Primeiramente, havia desinteresse de uns e resistência aberta de outros, em função do conflito natural com a imagem de sucesso que sustentava a performance da empresa. Dizer o contrário significava prejudicar o valor de mercado e, conseqüentemente, reduzir os ganhos pessoais. Pior a empresa veria essa pessoa como um dedo-duro, com grande possibilidade de ser discriminado pelos colegas. Como bem lembrou um operador da Enron, entrevistado por um repórter: Se seu chefe está fazendo rolo, e você nunca trabalhou em outro ambiente, você simplesmente assume que fazer rolo é o modo geral de fazer negócios. Nesse contexto, você teria coragem de assumir os erros e correr o risco de perder o emprego? Era fácil entrar na lógica do "Bem, já que está todo mundo fazendo, talvez não seja tão grave".
Em segundo lugar, como uma empresa com 180 pessoas no departamento de risco interno deixou passar tamanhas inconformidades? Abstendo-nos de comentar a questão dos erros e omissões da Andersen, novamente a lógica da cultura e dos sistemas não deixa alternativas. Mesmo na hipótese de haver alguém com coragem bastante para enfrentar o sistema, ele tinha mecanismos para abafar e reprimir as más notícias. Além disso, o próprio conselho de administração foi passivo em todo o desenrolar do drama. Como todos sabemos, é papel essencial do conselho supervisionar as questões ligadas à sobrevivência e a longevidade do negócio. Para que isto aconteça, é fundamental que ele tenha uma relativa independência vis-à-vis os diretores executivos e uma diversidade na representação dos diversos grupos de interesse da empresa. As evidência apontam no sentido de que a Enron não observou esses dois requisitos, essenciais para reagir rapidamente aos problemas, analisar as questões de diferentes ângulos e tomar decisões menos comprometidas com o dia-a-dia.

Conteúdo dos dados -

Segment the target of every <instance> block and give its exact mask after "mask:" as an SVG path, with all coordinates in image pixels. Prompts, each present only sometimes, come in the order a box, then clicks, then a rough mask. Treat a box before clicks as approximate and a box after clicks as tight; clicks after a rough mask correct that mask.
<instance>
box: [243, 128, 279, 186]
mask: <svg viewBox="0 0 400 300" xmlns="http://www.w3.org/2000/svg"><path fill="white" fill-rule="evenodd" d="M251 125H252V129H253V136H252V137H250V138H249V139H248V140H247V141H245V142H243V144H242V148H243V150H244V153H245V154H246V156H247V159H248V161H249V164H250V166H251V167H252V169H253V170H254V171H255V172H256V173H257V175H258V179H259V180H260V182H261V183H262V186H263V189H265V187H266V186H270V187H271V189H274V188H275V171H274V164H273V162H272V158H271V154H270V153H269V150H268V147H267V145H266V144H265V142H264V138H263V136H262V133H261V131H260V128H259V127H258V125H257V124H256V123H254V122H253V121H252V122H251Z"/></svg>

Enunciado A -
Responda às perguntas sobre o texto a respeito da Enron.
(i) Quantas pessoas havia no departamento de risco interno da empresa?
(ii) Quem disse que, se o chefe está fazendo rolo, você assume que fazer rolo é o modo geral de fazer negócios?
(iii) Quais dois requisitos do conselho de administração a Enron não observou?
Enunciado B -
Prolongue o texto sobre a Enron, começando logo após a última frase apresentada.
A listagem não é necessária para nenhuma das tarefas.

Espaço de resposta A -
(i) 180 pessoas.
(ii) Um operador da Enron, entrevistado por um repórter.
(iii) Uma relativa independência em relação aos diretores executivos e uma diversidade na representação dos diversos grupos de interesse da empresa.

Espaço de resposta B -
5. Comportamento ético e sucesso são indissociáveis.
Embora a relação entre ética e desempenho da empresa seja ainda objeto de controvérsias, o caso Enron é uma demonstração de que a ausência de comportamento ético é indissociável da desvantagem competitiva. Além dos prejuízos aos acionistas estimados em dezenas de bilhões de dólares os custos da falta de ética incluem os prejuízos causados aos fornecedores, bancos, empregados, comunidade, governos e outras vítimas diretas ou indiretas. A questão não é tanto saber se o desastre poderia ser evitado caso a empresa tivesse adotado, desde o início, critérios de transparência. O principal é saber como cidadãos, até então reputados e honestos, conseguiram criar um ambiente capaz de levar seus gestores a assumirem posições eticamente condenáveis e economicamente insustentáveis.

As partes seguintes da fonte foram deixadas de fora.